# Document source
____________

Choi Seung-Ho | Alerte à la neige

 

la souris touche l’image


Le poète sud-coréen Choi Seung-Ho est né en 1954. Son œuvre est orientée vers les paysages urbains et les images de gâchis, de déchets qui symbolisent pour lui une corruption en place régnant en maître. (quatrième de couverture)



La première chose qui frappe, à la lecture d’Alerte à la neige de Choi Seung-Ho, c’est la manière dont cette écriture avance en ligne droite, mais se déploie aussi en faisant tout pour conquérir la spirale. Manière de porter la contradiction au cœur de ce qui se donne apparemment sans ambiguïté.


Ligne droite : certains poèmes font usage explicite du registre religieux. Spirale : l’autorité écrasante de ce registre est soumise à l’érosion d’une réalité où le corps, dévoré par le langage qui observe sa décrépitude, n’en finit pas de se rompre, de se perdre, de tomber dans le malheur.

____________

Données de pointage par expressions référentielles:
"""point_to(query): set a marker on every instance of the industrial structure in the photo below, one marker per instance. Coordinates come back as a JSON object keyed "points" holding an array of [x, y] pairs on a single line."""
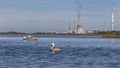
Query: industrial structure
{"points": [[79, 29], [113, 19]]}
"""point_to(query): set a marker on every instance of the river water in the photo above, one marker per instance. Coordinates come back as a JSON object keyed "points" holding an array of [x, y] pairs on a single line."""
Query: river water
{"points": [[76, 52]]}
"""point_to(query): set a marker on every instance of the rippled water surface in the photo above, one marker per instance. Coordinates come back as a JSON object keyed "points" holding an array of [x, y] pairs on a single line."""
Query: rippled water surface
{"points": [[76, 52]]}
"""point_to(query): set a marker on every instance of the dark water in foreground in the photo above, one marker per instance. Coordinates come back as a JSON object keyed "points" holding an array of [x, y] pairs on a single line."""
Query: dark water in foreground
{"points": [[76, 52]]}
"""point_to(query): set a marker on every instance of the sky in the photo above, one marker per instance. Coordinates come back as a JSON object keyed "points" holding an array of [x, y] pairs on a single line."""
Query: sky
{"points": [[54, 15]]}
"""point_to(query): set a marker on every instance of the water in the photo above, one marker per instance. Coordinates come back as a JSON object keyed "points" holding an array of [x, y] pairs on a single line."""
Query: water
{"points": [[76, 52]]}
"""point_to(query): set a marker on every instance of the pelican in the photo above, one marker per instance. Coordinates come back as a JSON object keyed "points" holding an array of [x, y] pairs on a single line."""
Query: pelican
{"points": [[53, 48]]}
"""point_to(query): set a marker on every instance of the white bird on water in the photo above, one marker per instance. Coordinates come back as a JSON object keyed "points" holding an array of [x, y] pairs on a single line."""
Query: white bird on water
{"points": [[53, 48]]}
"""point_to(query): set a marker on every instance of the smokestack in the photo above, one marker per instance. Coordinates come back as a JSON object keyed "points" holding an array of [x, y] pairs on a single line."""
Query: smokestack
{"points": [[104, 28], [113, 19]]}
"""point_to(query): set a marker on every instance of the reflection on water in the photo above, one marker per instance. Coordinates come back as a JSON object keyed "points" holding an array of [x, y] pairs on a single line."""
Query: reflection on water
{"points": [[76, 52]]}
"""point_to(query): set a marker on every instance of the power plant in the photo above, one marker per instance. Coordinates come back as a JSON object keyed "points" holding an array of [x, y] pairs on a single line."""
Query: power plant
{"points": [[79, 29], [113, 19]]}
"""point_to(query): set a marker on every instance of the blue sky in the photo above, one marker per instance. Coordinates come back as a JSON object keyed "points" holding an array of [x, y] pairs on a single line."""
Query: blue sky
{"points": [[54, 15]]}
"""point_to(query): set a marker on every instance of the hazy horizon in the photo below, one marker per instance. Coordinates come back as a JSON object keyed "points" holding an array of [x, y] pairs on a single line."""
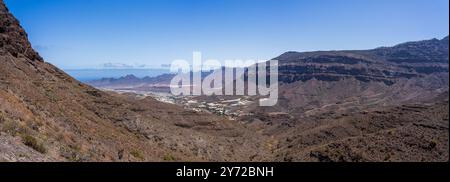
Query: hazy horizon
{"points": [[80, 34]]}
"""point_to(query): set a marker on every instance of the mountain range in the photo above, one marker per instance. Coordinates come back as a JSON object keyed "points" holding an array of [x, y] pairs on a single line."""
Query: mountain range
{"points": [[385, 104]]}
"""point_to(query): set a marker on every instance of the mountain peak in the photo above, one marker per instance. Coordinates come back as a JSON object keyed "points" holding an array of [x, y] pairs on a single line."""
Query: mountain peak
{"points": [[13, 38]]}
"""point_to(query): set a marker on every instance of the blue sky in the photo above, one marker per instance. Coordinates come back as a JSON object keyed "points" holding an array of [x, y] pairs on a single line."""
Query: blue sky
{"points": [[88, 33]]}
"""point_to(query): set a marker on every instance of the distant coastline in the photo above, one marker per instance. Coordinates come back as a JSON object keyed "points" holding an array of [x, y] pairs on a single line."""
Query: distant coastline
{"points": [[85, 75]]}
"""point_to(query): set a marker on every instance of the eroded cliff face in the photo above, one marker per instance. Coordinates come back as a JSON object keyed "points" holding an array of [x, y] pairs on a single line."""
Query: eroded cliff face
{"points": [[46, 115], [387, 64], [13, 38]]}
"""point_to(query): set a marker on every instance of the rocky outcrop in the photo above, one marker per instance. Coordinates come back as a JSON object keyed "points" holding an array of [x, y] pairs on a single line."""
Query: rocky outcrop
{"points": [[387, 64], [13, 39]]}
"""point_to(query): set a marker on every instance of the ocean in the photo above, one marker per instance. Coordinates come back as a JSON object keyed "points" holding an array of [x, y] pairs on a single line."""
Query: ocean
{"points": [[85, 75]]}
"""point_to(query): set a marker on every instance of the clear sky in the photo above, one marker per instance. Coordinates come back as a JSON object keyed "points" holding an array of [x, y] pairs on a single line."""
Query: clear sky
{"points": [[88, 33]]}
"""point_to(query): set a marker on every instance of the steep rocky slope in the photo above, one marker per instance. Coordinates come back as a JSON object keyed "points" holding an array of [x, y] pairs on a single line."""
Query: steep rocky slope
{"points": [[45, 115]]}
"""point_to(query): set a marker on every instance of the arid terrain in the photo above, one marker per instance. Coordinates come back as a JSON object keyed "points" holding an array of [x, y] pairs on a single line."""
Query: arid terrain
{"points": [[384, 104]]}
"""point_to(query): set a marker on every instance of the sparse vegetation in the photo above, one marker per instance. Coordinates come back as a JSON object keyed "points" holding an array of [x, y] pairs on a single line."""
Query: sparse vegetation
{"points": [[169, 157], [34, 143], [432, 144], [137, 154]]}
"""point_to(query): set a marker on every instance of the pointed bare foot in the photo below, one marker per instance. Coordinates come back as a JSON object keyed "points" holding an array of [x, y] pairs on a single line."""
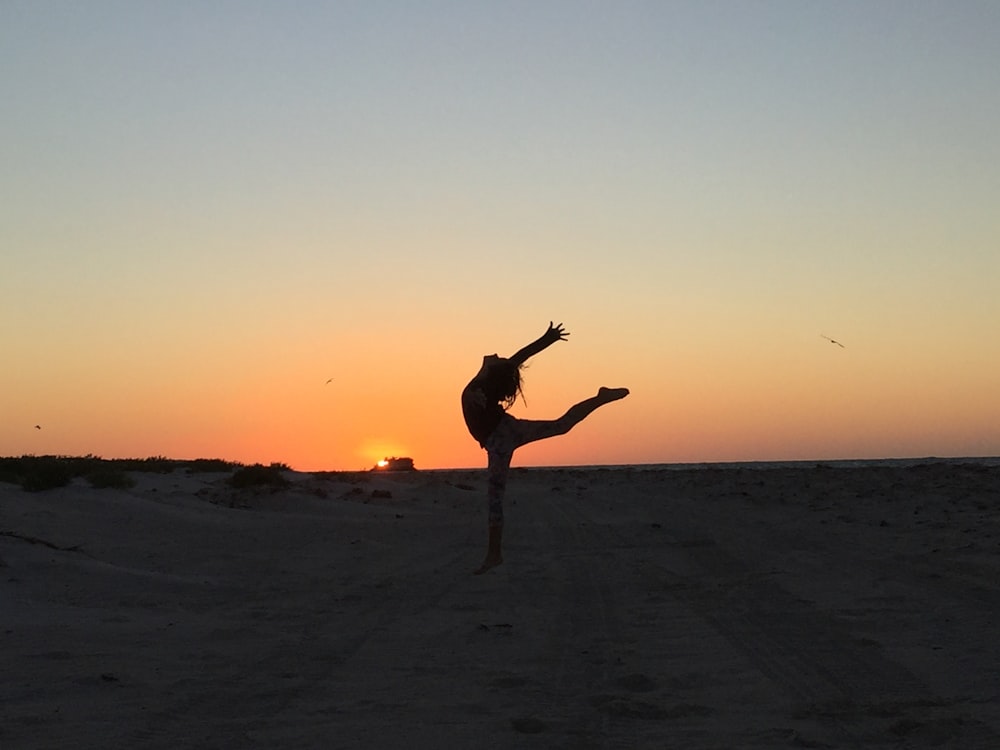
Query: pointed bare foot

____________

# Consignes de l'exercice
- A) D'après le texte sur Alerte à la neige, en quelle année Choi Seung-Ho est-il né ?
- B) Prolongez le texte sur Alerte à la neige en reprenant après sa dernière phrase.

# Réponses aux consignes
- A) En 1954.

- B)
Et autour de ces lignes croisées, comme bouillon d’électrons, le caisson étanche d’une coque de ciment. C’est la ville qui vient écraser les humains ; ceux qui parviennent à survivre n’attendent aucun secours. Ils se terrent et voient, au fond de leurs trous, leurs bras, leurs jambes, leurs torses, se couvrir d’écailles ou de fourrure. Partout c’est l’animal qui perce. Chaque fois qu’une issue se présente, dans la fausse lumière des néons, elle est frangée de crocs.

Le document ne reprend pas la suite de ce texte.